* GIVEN PASSAGE *
++++++
# Llama 3.2 1B Evaluation
Ryan Roi Cayas\
2022-22085

In this notebook, we replicate the published scores of the Llama 3.2 1B on the MGSM dataset.

## 1. Prerequisites


### 1.1 Load libraries and set-up CUDA

In [28]:
# Import the necessary libraries
import os
import json
from tqdm import tqdm

import torch
from transformers import LlamaForCausalLM, PreTrainedTokenizerFast
from datasets import load_dataset, concatenate_datasets # Huggingface datasets (https://huggingface.co/docs/datasets/)
from huggingface_hub import login

In [5]:
# Set-up CUDA device
os.environ["CUDA_DEVICE_ORDER"]="PCI_BUS_ID" 
# use a specific GPU
os.environ["CUDA_VISIBLE_DEVICES"]="4"

# Use GPU for inference
device = torch.device("cuda" if torch.cuda.is_available() else "cpu")

# Print the device being used
print(f"Using device: {device}")

# Check the GPU name
if device.type == 'cuda':
    gpu_name = torch.cuda.get_device_name(0)  # 0 because CUDA_VISIBLE_DEVICES=4 means GPU 4 is now 0
    print("Using GPU:", gpu_name)

Using device: cuda
Using GPU: NVIDIA A100-SXM4-40GB


### 1.2 Load the pre-trained tokenizer and model

In [7]:
# Paths to model and tokenizer
model_dir = "../../../../../llm/llama/Llama-3.2-1B-Instruct"

# Load tokenizer and model
tokenizer = PreTrainedTokenizerFast.from_pretrained(model_dir)
model = LlamaForCausalLM.from_pretrained(model_dir)

# Set the eos_token as the padding token
tokenizer.pad_token = tokenizer.eos_token

# Move the model to the GPU
model.to(device)

# Set the model to evaluation mode
model.eval()

LlamaForCausalLM(
  (model): LlamaModel(
    (embed_tokens): Embedding(128256, 2048)
    (layers): ModuleList(
      (0-15): 16 x LlamaDecoderLayer(
        (self_attn): LlamaSdpaAttention(
          (q_proj): Linear(in_features=2048, out_features=2048, bias=False)
          (k_proj): Linear(in_features=2048, out_features=512, bias=False)
          (v_proj): Linear(in_features=2048, out_features=512, bias=False)
          (o_proj): Linear(in_features=2048, out_features=2048, bias=False)
          (rotary_emb): LlamaRotaryEmbedding()
        )
        (mlp): LlamaMLP(
          (gate_proj): Linear(in_features=2048, out_features=8192, bias=False)
          (up_proj): Linear(in_features=2048, out_features=8192, bias=False)
++++++
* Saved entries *
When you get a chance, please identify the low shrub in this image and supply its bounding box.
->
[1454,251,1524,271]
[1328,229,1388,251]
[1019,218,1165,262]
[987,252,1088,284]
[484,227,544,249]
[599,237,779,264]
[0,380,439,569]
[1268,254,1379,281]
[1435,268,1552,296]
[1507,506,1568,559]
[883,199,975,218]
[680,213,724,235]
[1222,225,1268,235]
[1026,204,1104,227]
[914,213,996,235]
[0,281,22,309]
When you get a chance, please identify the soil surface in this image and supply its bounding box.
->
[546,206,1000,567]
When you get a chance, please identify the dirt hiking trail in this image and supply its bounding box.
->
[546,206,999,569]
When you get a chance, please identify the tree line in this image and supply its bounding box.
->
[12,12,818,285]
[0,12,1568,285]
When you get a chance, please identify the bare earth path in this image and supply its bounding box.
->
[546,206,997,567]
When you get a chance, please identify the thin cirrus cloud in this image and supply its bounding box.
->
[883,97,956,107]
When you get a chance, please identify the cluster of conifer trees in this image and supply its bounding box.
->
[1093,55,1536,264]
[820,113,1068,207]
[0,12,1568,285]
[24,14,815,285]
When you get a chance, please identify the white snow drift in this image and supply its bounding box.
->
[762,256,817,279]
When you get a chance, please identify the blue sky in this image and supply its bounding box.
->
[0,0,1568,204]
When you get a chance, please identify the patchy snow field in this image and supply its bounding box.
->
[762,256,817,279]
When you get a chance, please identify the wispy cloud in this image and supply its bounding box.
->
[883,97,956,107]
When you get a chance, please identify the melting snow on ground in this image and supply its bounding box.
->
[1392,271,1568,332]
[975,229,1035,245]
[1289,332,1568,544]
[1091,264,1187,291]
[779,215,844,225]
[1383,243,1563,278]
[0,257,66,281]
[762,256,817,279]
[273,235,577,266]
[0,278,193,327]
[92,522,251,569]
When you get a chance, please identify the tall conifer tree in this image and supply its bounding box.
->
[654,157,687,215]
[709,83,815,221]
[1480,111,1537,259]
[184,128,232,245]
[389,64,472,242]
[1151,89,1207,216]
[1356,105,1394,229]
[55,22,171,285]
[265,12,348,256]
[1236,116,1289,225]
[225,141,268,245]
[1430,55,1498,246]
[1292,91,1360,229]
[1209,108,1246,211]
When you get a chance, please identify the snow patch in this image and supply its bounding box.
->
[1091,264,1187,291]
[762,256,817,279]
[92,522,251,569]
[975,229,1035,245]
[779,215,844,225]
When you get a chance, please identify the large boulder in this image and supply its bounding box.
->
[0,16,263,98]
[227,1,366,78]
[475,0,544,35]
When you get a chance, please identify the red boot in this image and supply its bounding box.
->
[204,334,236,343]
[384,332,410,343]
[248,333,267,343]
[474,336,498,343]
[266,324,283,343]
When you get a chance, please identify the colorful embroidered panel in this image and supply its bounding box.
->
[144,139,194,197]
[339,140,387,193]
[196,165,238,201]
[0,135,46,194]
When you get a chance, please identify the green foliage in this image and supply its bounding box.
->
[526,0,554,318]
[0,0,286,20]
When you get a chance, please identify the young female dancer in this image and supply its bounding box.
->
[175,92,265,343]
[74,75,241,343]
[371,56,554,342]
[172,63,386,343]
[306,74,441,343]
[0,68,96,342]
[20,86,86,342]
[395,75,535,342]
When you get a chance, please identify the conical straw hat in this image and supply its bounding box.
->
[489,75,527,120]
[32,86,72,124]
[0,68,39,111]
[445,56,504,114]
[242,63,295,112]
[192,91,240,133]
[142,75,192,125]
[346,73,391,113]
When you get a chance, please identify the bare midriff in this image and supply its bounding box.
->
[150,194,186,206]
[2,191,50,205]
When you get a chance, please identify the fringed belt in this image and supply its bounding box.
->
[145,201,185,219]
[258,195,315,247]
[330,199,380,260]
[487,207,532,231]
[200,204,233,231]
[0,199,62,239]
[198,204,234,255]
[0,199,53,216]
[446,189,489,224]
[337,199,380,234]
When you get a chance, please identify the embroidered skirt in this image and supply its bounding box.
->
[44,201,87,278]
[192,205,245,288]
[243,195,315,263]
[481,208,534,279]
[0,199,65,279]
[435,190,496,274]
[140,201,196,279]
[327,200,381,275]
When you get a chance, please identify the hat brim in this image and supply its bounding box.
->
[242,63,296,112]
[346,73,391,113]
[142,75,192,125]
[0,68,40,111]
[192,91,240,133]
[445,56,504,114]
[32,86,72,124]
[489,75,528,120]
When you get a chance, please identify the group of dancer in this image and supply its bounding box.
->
++++++
* EXERCISE BRIEF *
Continue the Llama 3.2 1B evaluation notebook from the point at which it stops.

* TASK ANSWER *
          (down_proj): Linear(in_features=8192, out_features=2048, bias=False)
          (act_fn): SiLU()
        )
        (input_layernorm): LlamaRMSNorm((2048,), eps=1e-05)
        (post_attention_layernorm): LlamaRMSNorm((2048,), eps=1e-05)
      )
    )
    (norm):

### 1.3 Load the MGSM Dataset

In [21]:
# Languages: English, Spanish, French, German, Russian, Chinese, Japanese, Thai, Swahili, Bengali, Telugu
languages = ["en","es","fr","de","ru","zh","ja","th","sw","bn","te"]

# Empty list to store datasets with added 'language' feature
train_datasets = []
test_datasets = []

# Load the datasets and add the 'language' feature
for lang in tqdm(languages, desc="Loading datasets"):
    # Load train and test datasets for the language
    train = load_dataset("juletxara/mgsm", lang, split="train")
    test = load_dataset("juletxara/mgsm", lang, split="test")
    
    # Add the 'language' feature to both train and test sets
    train = train.add_column("language", [lang] * len(train))
    test = test.add_column("language", [lang] * len(test))
    
    # Append the datasets with the 'language' feature to the lists
    train_datasets.append(train)
    test_datasets.append(test)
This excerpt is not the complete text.